*WHAT TO PRODUCE:*
Reproduce everything from the start of the listing down to the line containing "x=374, y=222", requests included, rescaling every x and y coordinate in the answers by 1.05. Round each result to a whole number, with halves going up.

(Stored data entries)
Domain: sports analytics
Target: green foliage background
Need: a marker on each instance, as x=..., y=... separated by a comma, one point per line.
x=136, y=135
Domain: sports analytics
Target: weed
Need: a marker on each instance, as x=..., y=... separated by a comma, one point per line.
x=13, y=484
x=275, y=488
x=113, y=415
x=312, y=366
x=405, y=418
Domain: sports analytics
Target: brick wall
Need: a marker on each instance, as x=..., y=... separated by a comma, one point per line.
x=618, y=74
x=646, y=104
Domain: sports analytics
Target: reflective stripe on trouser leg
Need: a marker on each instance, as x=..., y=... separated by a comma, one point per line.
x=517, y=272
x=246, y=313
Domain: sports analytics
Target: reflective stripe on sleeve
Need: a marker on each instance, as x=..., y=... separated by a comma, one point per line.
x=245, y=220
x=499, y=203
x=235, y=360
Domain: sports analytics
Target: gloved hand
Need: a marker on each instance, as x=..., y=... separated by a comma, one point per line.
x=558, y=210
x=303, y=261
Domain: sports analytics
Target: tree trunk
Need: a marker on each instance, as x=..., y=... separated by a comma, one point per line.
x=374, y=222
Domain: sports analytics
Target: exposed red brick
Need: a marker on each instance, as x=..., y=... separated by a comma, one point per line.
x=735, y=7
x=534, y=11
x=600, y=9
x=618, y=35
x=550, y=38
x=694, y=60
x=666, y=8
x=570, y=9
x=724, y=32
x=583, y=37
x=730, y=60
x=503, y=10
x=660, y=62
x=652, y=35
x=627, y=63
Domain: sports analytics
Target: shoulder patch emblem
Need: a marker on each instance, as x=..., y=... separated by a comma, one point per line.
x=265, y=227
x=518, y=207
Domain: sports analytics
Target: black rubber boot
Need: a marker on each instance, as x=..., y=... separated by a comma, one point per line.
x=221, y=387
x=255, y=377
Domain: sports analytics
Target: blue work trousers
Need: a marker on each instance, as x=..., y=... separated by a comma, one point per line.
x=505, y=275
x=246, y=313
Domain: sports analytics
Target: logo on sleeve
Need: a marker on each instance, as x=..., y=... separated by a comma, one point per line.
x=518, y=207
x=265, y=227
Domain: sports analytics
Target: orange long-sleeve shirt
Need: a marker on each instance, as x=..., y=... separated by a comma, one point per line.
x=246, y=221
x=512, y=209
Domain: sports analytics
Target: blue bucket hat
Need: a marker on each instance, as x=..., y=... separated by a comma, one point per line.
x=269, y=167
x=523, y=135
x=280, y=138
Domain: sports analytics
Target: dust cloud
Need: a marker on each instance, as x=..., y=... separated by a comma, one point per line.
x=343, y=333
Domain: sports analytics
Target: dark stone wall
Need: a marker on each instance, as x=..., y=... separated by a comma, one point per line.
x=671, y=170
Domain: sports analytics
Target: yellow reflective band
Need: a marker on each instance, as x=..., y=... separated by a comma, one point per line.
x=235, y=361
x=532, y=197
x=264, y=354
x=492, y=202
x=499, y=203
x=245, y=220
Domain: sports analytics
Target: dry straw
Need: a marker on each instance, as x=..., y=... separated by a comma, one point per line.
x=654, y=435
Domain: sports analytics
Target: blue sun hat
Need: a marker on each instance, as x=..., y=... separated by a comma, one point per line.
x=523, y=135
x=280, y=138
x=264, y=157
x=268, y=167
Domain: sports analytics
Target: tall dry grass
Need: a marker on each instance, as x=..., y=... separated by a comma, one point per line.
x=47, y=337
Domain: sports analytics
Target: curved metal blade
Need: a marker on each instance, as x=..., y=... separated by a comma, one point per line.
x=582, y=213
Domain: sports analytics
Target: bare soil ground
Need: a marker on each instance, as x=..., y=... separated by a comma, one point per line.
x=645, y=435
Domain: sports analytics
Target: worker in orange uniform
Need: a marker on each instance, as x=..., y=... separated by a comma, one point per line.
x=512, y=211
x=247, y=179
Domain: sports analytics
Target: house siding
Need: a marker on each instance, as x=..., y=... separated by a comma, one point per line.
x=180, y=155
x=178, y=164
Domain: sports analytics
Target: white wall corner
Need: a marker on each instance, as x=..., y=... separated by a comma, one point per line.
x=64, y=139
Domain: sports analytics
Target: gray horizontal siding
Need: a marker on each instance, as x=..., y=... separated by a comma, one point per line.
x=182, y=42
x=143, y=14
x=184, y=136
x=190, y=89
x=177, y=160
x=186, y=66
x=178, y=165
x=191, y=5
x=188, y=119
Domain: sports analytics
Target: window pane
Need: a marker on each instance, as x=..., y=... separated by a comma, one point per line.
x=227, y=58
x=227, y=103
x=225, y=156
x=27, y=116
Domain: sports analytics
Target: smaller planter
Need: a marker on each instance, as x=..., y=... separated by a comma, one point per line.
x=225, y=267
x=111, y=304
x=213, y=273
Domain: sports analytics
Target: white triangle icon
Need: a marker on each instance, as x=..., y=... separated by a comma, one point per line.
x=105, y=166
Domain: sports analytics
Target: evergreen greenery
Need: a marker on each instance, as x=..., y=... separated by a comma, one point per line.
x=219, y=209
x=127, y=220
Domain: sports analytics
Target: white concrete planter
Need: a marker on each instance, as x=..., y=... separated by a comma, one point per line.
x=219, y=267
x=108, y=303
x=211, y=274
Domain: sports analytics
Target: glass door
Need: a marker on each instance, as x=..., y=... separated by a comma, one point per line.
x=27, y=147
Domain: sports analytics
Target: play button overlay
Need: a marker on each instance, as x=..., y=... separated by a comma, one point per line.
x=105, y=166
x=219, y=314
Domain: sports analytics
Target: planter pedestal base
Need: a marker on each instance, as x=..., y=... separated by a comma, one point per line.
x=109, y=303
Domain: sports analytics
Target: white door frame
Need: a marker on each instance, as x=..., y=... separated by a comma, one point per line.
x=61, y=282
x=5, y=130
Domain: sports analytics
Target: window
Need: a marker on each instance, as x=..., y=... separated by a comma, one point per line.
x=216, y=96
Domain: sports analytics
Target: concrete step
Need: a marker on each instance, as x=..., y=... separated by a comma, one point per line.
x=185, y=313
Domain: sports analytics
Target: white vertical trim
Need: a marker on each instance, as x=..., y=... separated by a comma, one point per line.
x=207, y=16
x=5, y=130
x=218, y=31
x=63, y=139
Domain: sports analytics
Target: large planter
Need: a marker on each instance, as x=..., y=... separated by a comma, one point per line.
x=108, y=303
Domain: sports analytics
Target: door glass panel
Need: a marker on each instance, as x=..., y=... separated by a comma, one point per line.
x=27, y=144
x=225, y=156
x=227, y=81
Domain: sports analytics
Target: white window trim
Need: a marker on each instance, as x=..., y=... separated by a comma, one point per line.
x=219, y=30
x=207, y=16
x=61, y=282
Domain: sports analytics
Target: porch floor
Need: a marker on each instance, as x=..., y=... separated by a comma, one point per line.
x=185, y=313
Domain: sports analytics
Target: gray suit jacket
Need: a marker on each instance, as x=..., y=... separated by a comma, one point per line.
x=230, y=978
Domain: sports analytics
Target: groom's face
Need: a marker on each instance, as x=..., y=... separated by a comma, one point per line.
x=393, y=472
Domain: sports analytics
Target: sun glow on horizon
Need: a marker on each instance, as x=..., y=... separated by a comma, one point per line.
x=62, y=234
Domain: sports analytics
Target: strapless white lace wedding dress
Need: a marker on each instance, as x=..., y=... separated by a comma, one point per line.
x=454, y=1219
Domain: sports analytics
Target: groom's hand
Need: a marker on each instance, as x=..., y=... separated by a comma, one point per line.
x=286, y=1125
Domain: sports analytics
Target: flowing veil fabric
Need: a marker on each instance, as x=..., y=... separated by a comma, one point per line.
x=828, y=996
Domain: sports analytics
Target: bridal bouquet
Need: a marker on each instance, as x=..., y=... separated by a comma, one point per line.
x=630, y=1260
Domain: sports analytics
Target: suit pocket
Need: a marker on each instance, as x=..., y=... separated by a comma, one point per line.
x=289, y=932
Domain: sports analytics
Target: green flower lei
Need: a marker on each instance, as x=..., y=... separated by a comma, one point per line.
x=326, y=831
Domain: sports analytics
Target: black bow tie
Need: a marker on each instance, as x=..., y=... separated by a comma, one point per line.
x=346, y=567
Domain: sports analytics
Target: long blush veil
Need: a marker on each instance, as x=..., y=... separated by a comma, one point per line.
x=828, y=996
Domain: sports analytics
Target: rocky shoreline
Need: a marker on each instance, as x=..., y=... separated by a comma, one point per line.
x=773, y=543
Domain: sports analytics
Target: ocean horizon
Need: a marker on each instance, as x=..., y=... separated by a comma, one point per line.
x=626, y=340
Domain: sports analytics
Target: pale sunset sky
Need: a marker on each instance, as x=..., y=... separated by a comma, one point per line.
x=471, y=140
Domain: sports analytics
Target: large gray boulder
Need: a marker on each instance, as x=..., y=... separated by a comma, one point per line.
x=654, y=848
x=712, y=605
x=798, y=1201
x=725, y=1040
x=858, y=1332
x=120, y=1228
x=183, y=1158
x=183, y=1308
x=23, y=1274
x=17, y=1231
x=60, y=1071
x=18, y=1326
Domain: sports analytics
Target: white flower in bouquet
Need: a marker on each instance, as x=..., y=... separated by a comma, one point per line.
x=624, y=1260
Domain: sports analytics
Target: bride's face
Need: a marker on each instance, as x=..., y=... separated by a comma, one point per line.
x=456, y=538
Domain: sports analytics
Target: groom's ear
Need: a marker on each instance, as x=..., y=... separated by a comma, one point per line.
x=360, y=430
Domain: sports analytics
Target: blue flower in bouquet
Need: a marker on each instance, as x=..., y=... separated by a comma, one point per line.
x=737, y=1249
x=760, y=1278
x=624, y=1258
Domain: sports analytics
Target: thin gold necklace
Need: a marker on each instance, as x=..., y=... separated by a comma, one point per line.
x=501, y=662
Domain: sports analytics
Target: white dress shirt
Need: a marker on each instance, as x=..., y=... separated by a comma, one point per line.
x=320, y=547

*FINISHED ANSWER:*
Domain: sports analytics
Target: green foliage background
Need: a marker on each instance, as x=..., y=... separated by a comma, one point per line.
x=143, y=142
Domain: sports analytics
Target: weed
Need: a marker on each instance, as x=..., y=... separated by a comma, one point per line.
x=14, y=508
x=289, y=512
x=119, y=436
x=328, y=384
x=425, y=439
Domain: sports analytics
Target: brick wall
Need: a marker on each instance, as x=..., y=... separated by a comma, one point per line.
x=649, y=78
x=678, y=109
Domain: sports analytics
Target: reflective stripe on trouser leg
Need: a marker on each instance, as x=..., y=... separated by a comma, one point per line.
x=543, y=286
x=258, y=329
Domain: sports analytics
Target: reflective stripe on sleeve
Need: a marker on each instance, as x=..., y=... separated by a comma, one point per line.
x=257, y=231
x=524, y=213
x=247, y=378
Domain: sports analytics
Target: gloved hand
Need: a marker on each instance, as x=..., y=... separated by a comma, one point per line.
x=586, y=221
x=318, y=274
Domain: sports analytics
Target: tree trunk
Need: a marker on each instance, as x=..., y=... separated by a comma, one point per line.
x=393, y=233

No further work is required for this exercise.